■ **Goal of the exercise**: Please pick out and copy every line in the records below that contains the string "front". Case counts, so match only that exact capitalization.

• • •

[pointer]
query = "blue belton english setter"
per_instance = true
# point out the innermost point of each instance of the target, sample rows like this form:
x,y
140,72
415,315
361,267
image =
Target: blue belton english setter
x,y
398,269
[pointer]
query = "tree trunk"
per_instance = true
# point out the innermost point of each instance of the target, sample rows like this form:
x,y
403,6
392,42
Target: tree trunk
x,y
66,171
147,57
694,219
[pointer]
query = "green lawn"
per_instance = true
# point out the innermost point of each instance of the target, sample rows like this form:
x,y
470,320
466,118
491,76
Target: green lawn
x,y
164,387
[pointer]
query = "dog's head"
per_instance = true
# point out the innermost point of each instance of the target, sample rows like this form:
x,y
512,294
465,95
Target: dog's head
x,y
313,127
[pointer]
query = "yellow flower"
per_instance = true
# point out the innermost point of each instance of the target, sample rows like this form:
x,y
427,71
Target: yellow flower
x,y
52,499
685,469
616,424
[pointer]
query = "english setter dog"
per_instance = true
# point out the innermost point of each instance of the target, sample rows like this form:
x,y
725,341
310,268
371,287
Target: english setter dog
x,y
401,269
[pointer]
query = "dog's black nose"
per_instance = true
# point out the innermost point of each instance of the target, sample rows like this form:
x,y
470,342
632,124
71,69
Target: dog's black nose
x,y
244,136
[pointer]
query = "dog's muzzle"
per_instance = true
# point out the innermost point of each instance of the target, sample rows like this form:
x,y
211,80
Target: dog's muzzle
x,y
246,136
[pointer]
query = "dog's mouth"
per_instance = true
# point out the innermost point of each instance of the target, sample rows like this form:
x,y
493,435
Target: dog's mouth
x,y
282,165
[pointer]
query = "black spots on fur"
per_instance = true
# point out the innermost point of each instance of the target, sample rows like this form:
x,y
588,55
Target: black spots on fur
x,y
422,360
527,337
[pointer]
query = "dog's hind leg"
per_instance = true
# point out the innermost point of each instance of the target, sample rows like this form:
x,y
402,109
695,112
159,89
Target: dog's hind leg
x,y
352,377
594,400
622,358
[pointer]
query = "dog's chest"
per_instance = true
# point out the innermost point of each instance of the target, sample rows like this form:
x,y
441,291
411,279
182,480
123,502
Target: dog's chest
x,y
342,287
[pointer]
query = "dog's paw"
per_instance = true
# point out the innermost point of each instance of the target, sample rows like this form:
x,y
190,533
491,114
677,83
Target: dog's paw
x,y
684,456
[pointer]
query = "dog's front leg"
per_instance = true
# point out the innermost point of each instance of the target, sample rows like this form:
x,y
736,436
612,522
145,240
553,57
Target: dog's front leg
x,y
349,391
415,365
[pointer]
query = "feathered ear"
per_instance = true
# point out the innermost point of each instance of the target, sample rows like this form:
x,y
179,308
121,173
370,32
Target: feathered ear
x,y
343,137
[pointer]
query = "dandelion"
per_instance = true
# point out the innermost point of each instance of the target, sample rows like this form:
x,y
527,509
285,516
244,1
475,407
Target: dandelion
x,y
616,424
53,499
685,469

• • •

■ **Task solution**:
query = "dog's front leg"
Target: dog's front leg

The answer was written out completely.